- _PROBLEMS AND TASKS_
1. In the SNES overscan thread below, copy the part that opens with the words containing "Too bad you" and closes with "its service menu.", word for word.
2. Using the SNES overscan thread below, answer each question on its own line:
(a) How many pixels does the first poster's TV leave off at the top and at the bottom?
(b) What size is the official title safe area given in the thread?
(c) How much of the screen does the HDTV show when zoomed in?

- _EXTRACT TO READ_
In working with the SNES, I've found the 6KB per frame upload limit to be very restrictive. I've been very reluctant to use forced blanking, but I thought to myself about how most TVs probably don't even display the entire screen. Mine doesn't; it leaves off the top 8 pixels and the bottom 8 pixels almost exactly (it fluctuates based on how bright the screen is).
Too bad you made this an "only one option" poll, or I'd be able to go through all TVs in my house and NovaSquirrel's and run the overscan test in 240p Test Suite (PVSnesLib edition) on all of them. So I went based on the HDTV in front of me, which shows all 256x224 pixels when zoomed out. (When zoomed in, it's closer to 256x168.) One Apex TV that I have packed away has a huge overscan; I've been meaning to figure out how to get into its service menu.
The official title safe area (for text and status bars) is 224x192, or a margin of 16 pixels from each side.
Agreed, I have 3 TVs and they all show differently. I'll try to measure it sometime.
I just edited it to include more poll opti ons. The way I know my TV blocks out that much is that R-Type III cuts off the top and bottom 8 pixels, and where its showing is perfectly after the black from comparing it an emulator. I think 90% of games would not fit under the safe zone, (I even have trouble with some games) that seems very harsh. I never payed attention to how much if the screen is not showing on the sides, but I just had the idea you could cut 4 pixels off the sides of the screen with one window layer (?) and only need a 32x32 tilemap. I had been looking at the possibility of using a 16 pixel tile tilemap as I'm trying to port a Neo Geo game, but I found you actually still save on memory because you can better cut out a BG if it has large transparent areas. Also, I like how if I were to update tiles, I could do them in a straight shot.
I see all the active video, horizontally and vertically (but only because I've confed all my TVs to do that).

- _INFORMATION SHOWN_
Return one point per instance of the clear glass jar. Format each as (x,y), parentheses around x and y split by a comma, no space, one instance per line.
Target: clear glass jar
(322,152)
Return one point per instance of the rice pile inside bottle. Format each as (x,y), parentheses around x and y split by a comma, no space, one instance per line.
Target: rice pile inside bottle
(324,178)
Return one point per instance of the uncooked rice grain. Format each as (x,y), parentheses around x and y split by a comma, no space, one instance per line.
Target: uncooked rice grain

- _ANSWERS FOR THIS EXERCISE_
1.
Too bad you made this an "only one option" poll, or I'd be able to go through all TVs in my house and NovaSquirrel's and run the overscan test in 240p Test Suite (PVSnesLib edition) on all of them. So I went based on the HDTV in front of me, which shows all 256x224 pixels when zoomed out. (When zoomed in, it's closer to 256x168.) One Apex TV that I have packed away has a huge overscan; I've been meaning to figure out how to get into its service menu.

2.
(a) About 8 pixels at the top and 8 pixels at the bottom.
(b) 224x192, a margin of 16 pixels from each side.
(c) Closer to 256x168.